■ **Short problem 1**
Do these statements agree with the ritual text? Answer yes or no for each and quote the words of the text that decide it. (a) The candle of the west represents the element of fire. (b) The centering time lasts 15 minutes. (c) A short silence is part of how each of the four paths is honored.
■ **Short problem 2**
In the ritual text, what brings the group out of the silence during centering time?
■ **Short problem 3**
From the ritual text, extract word for word the stretch from "Calling the Circle" through "spring, and birth.".

■ **Excerpt provided**
──────────────────────────────

Calling the Circle
Light the altar candles
White candle in the center:
While lighting the center white candle, say
Mother of all life, soul of our being, center of all our longing,
who shines for all and flows through all,
be with us, guide us, now and always
Candles representing the four directions:
As we light the candle of the east, we remember that it represents the
element of air, morning, spring, and birth.
As we light the candle of the south, we remember that it represents the
element of fire, noon time, summer and adulthood.
As we light the candle of the west, we remember that it represents the
element of water, evening, autumn, and maturity.
As we light the candle of the north, we remember that it represents the
element of earth, night time, winter, and old age.
The circle is open, where night and day, birth and death, joy and sorrow meet as one.
Seasonal Reading
This is the time of the summer solstice in our hemisphere,
When the light part of the day is at its longest.
In our part of the earth, Life reaches Her fullness.
She spreads Her radiance; Her greenness peaks.
She fills to capacity; opens completely.
And so She turns back toward the dark…
We celebrate Her radiance, a fullness of being
And the generous pouring forth of it.
And we raise energy for healing remembering
We are open channels for the moving energies of life.
Adapted from Glenys Livingstone, Starhawk
Check in time
Share what we brought to the altar, or a life story.
Centering time (15 minutes)
Into the quiet with a reading; out of the silence with chimes
It is a difficult
lesson to learn today,
to leave one’s friends
and family and deliberately
practice the art of solitude [and meditation]
for an hour or a day or a week.
For me, the break is most difficult….
And yet, once it is done,
I find there is a quality
to being alone that is
incredibly precious.
Life rushes back into the void,
richer,
more vivid,
fuller than before!
Anne Morrow Lindbergh
Celtic Daily Prayer
Ritual: The Four Paths and Celtic Spirituality
Creation Spirituality recognizes that all of creation exists within cycles, rhythms, and seasons of growth. Just as there are four seasons, four winds, four geographical directions, so too are there four paths of spirituality. Understanding these paths helps us find our place in our spiritual journey and in the larger scheme of things. (Matthew Fox)
Each of the four paths will be honored in the following manner:
•candle lighting
•reading
•short silence
•chant/drumming:
Via Positiva
Awe and wonder… These are the joyful, ecstatic moments in our lives when we are filled with praise and thanksgiving for the beauty and grandeur of life. (Matthew Fox)

──────────────────────────────

■ **Data entries**

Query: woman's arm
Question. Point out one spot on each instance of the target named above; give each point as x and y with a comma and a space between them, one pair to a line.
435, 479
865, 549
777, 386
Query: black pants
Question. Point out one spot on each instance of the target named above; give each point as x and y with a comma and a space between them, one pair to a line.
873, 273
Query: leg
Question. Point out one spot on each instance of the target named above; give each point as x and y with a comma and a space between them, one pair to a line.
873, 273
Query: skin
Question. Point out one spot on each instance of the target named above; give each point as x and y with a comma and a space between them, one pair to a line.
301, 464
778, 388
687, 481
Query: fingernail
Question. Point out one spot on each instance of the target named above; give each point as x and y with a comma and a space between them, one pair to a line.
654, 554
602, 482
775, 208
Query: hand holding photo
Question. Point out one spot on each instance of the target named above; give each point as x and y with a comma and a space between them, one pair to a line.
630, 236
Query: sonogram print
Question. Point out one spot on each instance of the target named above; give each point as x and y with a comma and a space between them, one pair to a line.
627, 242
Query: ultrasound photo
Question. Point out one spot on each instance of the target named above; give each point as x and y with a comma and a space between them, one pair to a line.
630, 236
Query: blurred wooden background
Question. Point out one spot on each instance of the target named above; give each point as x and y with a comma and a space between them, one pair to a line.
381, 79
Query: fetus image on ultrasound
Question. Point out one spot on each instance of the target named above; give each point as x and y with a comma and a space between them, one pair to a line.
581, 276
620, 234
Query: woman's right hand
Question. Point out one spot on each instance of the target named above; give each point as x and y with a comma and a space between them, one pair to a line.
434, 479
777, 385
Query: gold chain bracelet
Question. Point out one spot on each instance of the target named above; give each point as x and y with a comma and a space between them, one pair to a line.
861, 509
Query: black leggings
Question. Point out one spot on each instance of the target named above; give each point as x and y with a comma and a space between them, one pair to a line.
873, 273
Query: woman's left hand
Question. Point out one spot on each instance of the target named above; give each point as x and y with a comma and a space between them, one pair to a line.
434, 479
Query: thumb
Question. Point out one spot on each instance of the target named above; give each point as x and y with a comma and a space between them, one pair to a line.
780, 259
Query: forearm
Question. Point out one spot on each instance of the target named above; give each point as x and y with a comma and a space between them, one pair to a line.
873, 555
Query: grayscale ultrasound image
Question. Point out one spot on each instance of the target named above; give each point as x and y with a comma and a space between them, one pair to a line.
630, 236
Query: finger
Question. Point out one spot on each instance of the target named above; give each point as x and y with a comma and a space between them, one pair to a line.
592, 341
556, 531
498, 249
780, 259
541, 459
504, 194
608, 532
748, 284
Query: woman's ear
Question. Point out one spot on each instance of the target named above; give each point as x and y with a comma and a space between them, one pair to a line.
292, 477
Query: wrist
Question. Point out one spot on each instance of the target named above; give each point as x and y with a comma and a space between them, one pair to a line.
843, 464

──────────────────────────────

■ **Worked solution 1**
(a) No: "As we light the candle of the west, we remember that it represents the element of water"
(b) Yes: "Centering time (15 minutes)"
(c) Yes: "Each of the four paths will be honored in the following manner:" followed by "•short silence"

■ **Worked solution 2**
Chimes.

■ **Worked solution 3**
Calling the Circle
Light the altar candles
White candle in the center:
While lighting the center white candle, say
Mother of all life, soul of our being, center of all our longing,
who shines for all and flows through all,
be with us, guide us, now and always
Candles representing the four directions:
As we light the candle of the east, we remember that it represents the
element of air, morning, spring, and birth.